### Fragmenty danych

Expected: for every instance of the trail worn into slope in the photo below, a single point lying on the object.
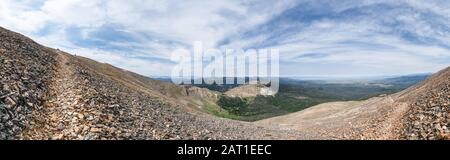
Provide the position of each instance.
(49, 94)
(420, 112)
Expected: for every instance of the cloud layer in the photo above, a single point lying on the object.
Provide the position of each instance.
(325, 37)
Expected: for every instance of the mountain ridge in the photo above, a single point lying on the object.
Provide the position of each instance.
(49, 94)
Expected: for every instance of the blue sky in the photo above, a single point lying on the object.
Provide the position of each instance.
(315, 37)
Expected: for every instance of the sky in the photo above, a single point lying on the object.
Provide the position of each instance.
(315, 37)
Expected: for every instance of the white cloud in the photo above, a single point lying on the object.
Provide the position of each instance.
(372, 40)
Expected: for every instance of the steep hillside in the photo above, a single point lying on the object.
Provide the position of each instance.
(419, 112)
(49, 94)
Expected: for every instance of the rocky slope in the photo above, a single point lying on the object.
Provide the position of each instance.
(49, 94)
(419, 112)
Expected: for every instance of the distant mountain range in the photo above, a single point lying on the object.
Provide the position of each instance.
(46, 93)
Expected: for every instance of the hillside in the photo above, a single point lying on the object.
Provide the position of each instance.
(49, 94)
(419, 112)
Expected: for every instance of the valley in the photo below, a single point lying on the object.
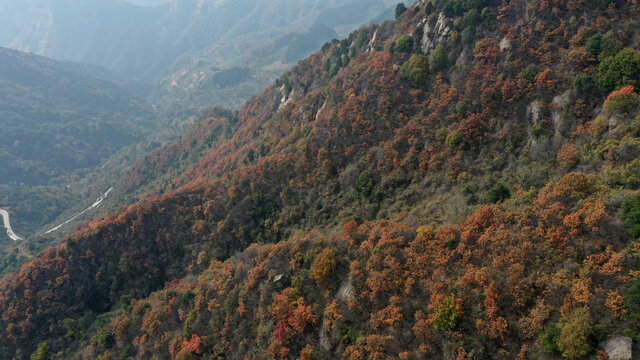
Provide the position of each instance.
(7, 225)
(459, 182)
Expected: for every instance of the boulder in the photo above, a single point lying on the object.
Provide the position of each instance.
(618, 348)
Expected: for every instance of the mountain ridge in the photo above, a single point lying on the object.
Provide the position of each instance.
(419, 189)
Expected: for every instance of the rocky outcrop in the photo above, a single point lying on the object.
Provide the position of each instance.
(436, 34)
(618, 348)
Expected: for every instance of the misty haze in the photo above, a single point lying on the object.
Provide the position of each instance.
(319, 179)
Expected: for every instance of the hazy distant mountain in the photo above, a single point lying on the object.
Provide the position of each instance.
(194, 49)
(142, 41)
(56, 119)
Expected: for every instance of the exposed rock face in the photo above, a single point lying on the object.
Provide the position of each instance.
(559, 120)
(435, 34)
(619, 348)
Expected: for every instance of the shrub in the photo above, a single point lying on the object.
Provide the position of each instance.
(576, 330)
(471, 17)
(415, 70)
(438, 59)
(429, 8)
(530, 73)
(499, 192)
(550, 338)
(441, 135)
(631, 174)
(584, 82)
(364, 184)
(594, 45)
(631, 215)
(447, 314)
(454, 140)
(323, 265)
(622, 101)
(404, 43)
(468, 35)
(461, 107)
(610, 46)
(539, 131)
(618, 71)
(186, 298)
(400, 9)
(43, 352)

######
### Fragmenty danych

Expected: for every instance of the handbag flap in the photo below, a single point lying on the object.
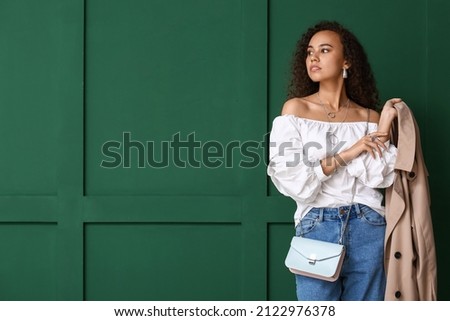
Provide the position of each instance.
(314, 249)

######

### Wytyczne i wymagania
Proszę zebrać z powyższych pozycji wszystkie wiersze zawierające słowo „below”.

### Pełna odpowiedź
Expected: for every instance of the trail worn into slope in the photo below, a single point lying on the object.
Expected: for every instance of the valley in the photo below, a single point lying on the object.
Expected: for every instance of the handbag flap in the photo below, a single point lying on the object.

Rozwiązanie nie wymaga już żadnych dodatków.